Kaynak metin:
Karar: Dava, İstanbul, Beykoz İlçesi, ... Köyü, ... Mevkiinde 3194 sayılı İmar Kanununun 40. maddesine aykırılık nedeniyle aynı Kanunun 42. maddesi uyarınca para cezası yerilmesine ilişkin ... günlü, ... sayılı belediye encümeni kararının iptali istemiyle açılmış; İdare Mahkemesince, orman sınırları dışına çıkarılmış mülkiyeti hazineye ait taşınmaz üzerinde yapı yapıldığının tespit edilmesi üzerine, 3194 sayılı Yasanın 40. maddesi uyarınca sözü edilen yapının 7 gün içinde kaldırılması gerektiğine ilişkin 27.5.2002 günlü yazının tebliğ edilmesine karsın mahzurların giderilmediğine ilişkin 11.7.2002 günlü raporun düzenlendiği anlaşıldığından, yapılan tebligata rağmen süresi içinde mahzurların kaldırılmaması nedeniyle verilen para cezasında hukuka aykırılık bulunmadığı gerekçesiyle davanın reddine karar verilmiş, bu karar davacı tarafından temyiz edilmiştir.

3194 sayılı Yasanın 40. maddesinde "Arsalarda, evlerde ve sair yerlerde umumun sağlık ve selametini ihlal eden, şehircilik estetik veya trafik bakımından mahzurlu görülen enkaz veya birikintilerin, gürültü ve duman tevlid eden tesislerin, hususi mecra, lağım, çukur, kuyu, mağara ve benzerlerinin mahzurlarının giderilmesi ve bunların zuhuruna meydan verilmemesinin ilgililerce tebliğ edileceği, tebliğde belirtilen müddet içinde tebliğe riayet edilmediği takdirde belediye veya valilikçe mahzurun giderileceği, masrafın %20 fazlasıyla arsa sahibinden alınacağı veya mahzur tevlit edenlerin faaliyetinin durdurulacağı, anılan Yasanın 42. maddesinde de, 40. madde belirtilen yükümlülükleri yerine getirmeyenlere para cezası verileceği hükme bağlanmıştır.

[Saklanan kayıtlar]
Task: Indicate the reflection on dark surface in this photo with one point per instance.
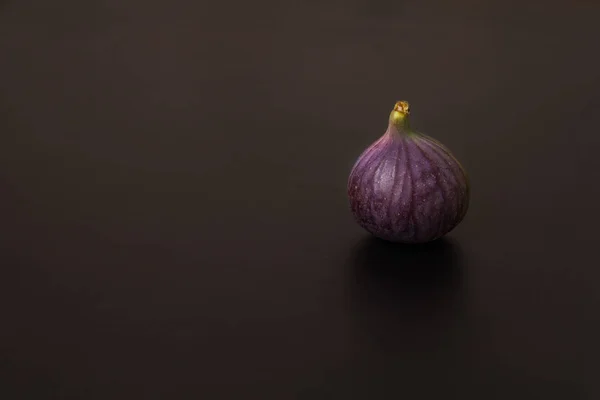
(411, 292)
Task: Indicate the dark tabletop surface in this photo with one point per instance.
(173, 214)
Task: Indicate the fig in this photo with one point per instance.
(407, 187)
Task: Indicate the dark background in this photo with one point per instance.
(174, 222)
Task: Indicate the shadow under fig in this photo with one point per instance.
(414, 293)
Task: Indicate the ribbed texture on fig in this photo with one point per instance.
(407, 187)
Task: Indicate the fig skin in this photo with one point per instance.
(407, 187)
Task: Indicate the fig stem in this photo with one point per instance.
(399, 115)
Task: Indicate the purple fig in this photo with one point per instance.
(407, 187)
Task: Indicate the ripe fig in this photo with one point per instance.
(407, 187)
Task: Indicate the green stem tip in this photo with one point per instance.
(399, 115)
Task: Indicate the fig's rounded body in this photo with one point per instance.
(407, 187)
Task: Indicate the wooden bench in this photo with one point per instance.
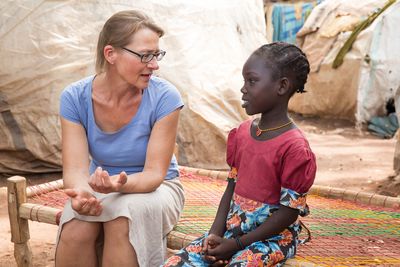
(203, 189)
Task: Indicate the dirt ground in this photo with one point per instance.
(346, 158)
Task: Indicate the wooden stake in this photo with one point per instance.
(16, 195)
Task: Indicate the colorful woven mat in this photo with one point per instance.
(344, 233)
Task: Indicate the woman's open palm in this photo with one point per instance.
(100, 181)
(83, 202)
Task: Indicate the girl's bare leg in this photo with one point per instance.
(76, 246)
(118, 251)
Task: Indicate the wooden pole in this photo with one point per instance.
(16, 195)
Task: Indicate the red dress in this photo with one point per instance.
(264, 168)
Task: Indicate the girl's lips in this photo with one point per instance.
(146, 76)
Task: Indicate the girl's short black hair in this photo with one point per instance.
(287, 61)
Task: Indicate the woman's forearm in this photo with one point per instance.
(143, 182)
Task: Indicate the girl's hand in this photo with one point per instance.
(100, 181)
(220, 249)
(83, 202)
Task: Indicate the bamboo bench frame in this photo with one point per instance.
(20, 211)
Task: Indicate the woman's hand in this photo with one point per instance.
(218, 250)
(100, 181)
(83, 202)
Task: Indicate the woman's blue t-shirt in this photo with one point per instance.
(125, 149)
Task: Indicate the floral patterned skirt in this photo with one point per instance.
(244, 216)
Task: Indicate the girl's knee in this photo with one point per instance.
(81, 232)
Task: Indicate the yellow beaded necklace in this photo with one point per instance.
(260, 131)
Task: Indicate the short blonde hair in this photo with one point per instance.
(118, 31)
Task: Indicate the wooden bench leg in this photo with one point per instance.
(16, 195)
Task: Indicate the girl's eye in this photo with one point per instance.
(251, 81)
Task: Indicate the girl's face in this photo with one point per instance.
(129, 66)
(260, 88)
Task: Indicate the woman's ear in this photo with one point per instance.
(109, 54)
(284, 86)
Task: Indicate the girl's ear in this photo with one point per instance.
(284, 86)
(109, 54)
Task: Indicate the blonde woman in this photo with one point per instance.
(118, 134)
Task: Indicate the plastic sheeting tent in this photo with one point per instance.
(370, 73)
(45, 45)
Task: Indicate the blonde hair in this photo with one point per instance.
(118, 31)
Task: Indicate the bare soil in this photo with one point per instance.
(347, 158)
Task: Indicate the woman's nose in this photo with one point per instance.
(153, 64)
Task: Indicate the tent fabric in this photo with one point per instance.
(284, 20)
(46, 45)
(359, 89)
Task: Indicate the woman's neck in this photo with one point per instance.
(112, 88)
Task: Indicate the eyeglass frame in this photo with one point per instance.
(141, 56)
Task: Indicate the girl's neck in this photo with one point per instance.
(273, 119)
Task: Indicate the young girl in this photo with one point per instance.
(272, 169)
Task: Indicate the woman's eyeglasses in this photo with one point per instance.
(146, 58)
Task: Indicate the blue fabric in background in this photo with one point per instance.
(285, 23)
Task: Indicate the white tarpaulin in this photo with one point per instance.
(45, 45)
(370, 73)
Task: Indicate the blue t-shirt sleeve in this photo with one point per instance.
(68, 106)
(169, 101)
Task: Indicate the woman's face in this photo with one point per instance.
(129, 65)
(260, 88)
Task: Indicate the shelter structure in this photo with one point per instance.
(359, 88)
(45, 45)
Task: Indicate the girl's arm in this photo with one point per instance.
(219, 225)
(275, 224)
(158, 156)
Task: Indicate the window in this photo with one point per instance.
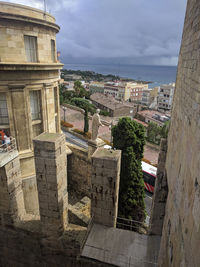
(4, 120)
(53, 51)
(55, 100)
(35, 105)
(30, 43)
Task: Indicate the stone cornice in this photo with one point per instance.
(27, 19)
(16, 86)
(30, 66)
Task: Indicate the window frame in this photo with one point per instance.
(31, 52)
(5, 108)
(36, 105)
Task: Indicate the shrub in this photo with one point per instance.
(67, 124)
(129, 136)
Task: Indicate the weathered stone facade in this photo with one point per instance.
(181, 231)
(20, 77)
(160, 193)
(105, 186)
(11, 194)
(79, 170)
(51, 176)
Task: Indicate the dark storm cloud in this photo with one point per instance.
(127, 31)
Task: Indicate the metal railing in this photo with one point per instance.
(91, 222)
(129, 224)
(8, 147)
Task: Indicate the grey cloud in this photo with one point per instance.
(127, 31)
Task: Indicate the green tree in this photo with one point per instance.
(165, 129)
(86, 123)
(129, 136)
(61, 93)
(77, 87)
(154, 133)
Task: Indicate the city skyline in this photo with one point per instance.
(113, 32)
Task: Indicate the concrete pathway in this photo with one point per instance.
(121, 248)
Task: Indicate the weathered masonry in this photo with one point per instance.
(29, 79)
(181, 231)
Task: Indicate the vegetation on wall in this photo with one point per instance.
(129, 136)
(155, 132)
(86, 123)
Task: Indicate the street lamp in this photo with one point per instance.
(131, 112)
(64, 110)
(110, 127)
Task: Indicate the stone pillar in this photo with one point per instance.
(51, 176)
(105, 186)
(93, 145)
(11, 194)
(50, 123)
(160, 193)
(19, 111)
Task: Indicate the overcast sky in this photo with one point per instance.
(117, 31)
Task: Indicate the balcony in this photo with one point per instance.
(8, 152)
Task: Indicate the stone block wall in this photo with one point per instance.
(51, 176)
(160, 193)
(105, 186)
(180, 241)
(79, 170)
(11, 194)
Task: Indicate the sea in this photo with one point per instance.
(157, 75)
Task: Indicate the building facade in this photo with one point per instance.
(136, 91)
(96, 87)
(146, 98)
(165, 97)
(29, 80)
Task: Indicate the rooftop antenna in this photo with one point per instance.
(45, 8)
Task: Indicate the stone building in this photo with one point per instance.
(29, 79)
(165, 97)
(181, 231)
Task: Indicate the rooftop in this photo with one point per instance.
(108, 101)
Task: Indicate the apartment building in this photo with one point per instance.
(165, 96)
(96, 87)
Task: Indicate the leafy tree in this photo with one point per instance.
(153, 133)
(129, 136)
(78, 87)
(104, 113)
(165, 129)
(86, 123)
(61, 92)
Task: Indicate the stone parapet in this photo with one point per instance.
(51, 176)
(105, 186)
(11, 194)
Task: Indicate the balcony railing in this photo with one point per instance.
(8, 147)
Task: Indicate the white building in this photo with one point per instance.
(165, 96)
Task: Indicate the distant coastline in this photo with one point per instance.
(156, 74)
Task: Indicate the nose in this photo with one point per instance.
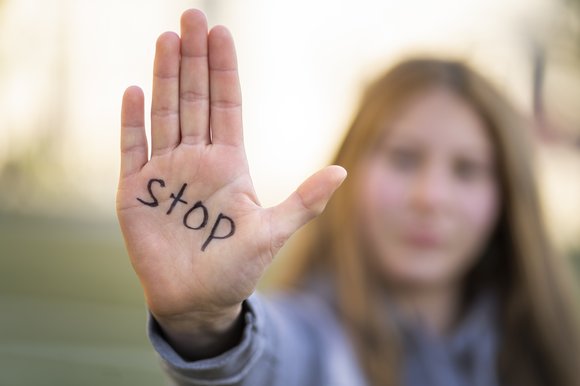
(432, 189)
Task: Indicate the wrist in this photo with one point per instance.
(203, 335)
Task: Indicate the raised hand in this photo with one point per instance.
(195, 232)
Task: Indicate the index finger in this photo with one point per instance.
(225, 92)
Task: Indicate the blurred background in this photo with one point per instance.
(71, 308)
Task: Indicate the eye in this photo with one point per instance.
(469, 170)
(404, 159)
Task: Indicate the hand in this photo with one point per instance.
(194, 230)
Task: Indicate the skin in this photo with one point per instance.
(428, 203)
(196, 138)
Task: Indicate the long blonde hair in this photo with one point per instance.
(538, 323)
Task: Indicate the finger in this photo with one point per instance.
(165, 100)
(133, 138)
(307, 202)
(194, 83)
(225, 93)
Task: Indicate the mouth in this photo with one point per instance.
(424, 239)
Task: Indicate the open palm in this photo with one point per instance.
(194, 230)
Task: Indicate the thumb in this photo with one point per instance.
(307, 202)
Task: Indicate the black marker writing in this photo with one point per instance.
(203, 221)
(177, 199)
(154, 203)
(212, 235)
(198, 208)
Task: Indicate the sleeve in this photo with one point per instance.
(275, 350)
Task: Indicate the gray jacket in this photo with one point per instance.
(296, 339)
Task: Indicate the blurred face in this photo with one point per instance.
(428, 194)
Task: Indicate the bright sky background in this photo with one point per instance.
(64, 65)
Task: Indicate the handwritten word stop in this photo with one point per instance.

İstenen iş: Yukarıdaki imar para cezasına ilişkin karar metnini lütfen baştan sona hiçbir değişiklik yapmadan kopyala.

Alıştırma sonucu:
Karar: Dava, İstanbul, Beykoz İlçesi, ... Köyü, ... Mevkiinde 3194 sayılı İmar Kanununun 40. maddesine aykırılık nedeniyle aynı Kanunun 42. maddesi uyarınca para cezası yerilmesine ilişkin ... günlü, ... sayılı belediye encümeni kararının iptali istemiyle açılmış; İdare Mahkemesince, orman sınırları dışına çıkarılmış mülkiyeti hazineye ait taşınmaz üzerinde yapı yapıldığının tespit edilmesi üzerine, 3194 sayılı Yasanın 40. maddesi uyarınca sözü edilen yapının 7 gün içinde kaldırılması gerektiğine ilişkin 27.5.2002 günlü yazının tebliğ edilmesine karsın mahzurların giderilmediğine ilişkin 11.7.2002 günlü raporun düzenlendiği anlaşıldığından, yapılan tebligata rağmen süresi içinde mahzurların kaldırılmaması nedeniyle verilen para cezasında hukuka aykırılık bulunmadığı gerekçesiyle davanın reddine karar verilmiş, bu karar davacı tarafından temyiz edilmiştir.

3194 sayılı Yasanın 40. maddesinde "Arsalarda, evlerde ve sair yerlerde umumun sağlık ve selametini ihlal eden, şehircilik estetik veya trafik bakımından mahzurlu görülen enkaz veya birikintilerin, gürültü ve duman tevlid eden tesislerin, hususi mecra, lağım, çukur, kuyu, mağara ve benzerlerinin mahzurlarının giderilmesi ve bunların zuhuruna meydan verilmemesinin ilgililerce tebliğ edileceği, tebliğde belirtilen müddet içinde tebliğe riayet edilmediği takdirde belediye veya valilikçe mahzurun giderileceği, masrafın %20 fazlasıyla arsa sahibinden alınacağı veya mahzur tevlit edenlerin faaliyetinin durdurulacağı, anılan Yasanın 42. maddesinde de, 40. madde belirtilen yükümlülükleri yerine getirmeyenlere para cezası verileceği hükme bağlanmıştır.